Starting at the line that has "job: give the outline of every instance of the trimmed" and stopping after the line that has "[[96,176],[94,167],[72,167],[66,170],[65,177],[68,180],[92,178]]", repeat those lines of the records, requests included. Shift every vertex coordinate in the answers by adding -88.
..........
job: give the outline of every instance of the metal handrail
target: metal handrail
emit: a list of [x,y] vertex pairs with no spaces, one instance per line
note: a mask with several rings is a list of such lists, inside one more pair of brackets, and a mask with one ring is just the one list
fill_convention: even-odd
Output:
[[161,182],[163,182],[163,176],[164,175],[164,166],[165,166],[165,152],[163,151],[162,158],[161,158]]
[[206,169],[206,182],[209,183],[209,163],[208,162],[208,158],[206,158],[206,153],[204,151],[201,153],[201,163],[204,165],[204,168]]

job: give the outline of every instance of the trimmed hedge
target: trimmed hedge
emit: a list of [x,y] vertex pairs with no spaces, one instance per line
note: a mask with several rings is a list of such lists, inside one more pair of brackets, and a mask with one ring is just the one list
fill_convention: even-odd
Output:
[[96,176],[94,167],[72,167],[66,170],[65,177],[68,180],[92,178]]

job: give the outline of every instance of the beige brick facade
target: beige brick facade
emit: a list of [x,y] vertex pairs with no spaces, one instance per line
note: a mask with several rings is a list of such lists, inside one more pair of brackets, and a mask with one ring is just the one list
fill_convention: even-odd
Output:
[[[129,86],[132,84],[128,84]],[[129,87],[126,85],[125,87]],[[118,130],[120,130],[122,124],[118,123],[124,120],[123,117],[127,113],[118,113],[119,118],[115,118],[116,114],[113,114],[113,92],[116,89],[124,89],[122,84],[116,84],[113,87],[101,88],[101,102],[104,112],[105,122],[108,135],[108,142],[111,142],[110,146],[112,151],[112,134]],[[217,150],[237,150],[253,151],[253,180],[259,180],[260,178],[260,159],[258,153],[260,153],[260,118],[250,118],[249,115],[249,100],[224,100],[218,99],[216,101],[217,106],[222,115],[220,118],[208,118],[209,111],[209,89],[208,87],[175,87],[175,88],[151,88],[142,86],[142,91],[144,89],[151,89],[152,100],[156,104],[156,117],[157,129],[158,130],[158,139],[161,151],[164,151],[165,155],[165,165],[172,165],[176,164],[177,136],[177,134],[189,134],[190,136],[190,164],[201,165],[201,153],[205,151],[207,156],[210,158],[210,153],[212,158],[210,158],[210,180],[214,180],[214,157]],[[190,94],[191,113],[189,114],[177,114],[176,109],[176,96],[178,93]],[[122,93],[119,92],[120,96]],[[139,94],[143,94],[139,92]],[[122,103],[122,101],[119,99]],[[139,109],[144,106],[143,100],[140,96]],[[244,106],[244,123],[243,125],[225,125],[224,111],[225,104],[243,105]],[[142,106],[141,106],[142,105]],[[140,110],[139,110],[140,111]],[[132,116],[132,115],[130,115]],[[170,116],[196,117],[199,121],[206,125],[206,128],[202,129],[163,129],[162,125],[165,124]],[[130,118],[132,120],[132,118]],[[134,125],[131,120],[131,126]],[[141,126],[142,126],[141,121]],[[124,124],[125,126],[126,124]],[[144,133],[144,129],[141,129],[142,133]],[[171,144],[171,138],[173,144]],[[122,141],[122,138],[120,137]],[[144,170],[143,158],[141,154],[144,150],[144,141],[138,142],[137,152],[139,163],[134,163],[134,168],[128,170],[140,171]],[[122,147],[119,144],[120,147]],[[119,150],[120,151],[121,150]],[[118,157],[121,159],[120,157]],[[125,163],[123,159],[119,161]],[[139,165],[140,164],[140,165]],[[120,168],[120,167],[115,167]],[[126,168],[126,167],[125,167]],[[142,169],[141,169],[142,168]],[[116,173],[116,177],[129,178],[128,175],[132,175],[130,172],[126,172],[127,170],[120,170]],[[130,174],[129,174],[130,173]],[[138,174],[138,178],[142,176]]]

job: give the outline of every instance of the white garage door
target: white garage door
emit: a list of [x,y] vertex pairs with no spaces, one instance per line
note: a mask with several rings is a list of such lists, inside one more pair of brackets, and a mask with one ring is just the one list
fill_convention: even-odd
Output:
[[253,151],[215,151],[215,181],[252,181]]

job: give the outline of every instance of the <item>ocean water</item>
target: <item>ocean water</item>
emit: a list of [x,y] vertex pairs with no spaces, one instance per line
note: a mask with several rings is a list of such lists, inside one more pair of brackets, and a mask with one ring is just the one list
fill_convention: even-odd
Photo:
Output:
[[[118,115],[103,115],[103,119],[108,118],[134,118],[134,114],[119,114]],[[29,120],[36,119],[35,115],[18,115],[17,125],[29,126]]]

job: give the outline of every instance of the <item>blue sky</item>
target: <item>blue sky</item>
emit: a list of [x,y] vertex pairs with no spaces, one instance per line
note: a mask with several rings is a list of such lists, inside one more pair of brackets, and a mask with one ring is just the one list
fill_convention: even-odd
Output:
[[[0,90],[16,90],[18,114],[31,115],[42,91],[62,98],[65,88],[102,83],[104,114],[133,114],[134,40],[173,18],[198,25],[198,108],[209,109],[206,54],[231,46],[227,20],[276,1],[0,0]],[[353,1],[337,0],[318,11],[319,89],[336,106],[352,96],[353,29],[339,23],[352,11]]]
..........
SOLUTION TO THE PROBLEM
job: give the outline of every instance of the trimmed hedge
target: trimmed hedge
emit: a list of [x,y] vertex pairs with no spaces, one instance per line
note: a mask with several rings is a list of such lists, inside one more pair of brackets, and a mask with one ring is just the one list
fill_convention: even-odd
Output:
[[8,88],[6,79],[-16,79],[-22,82],[-23,89],[-20,92],[4,90]]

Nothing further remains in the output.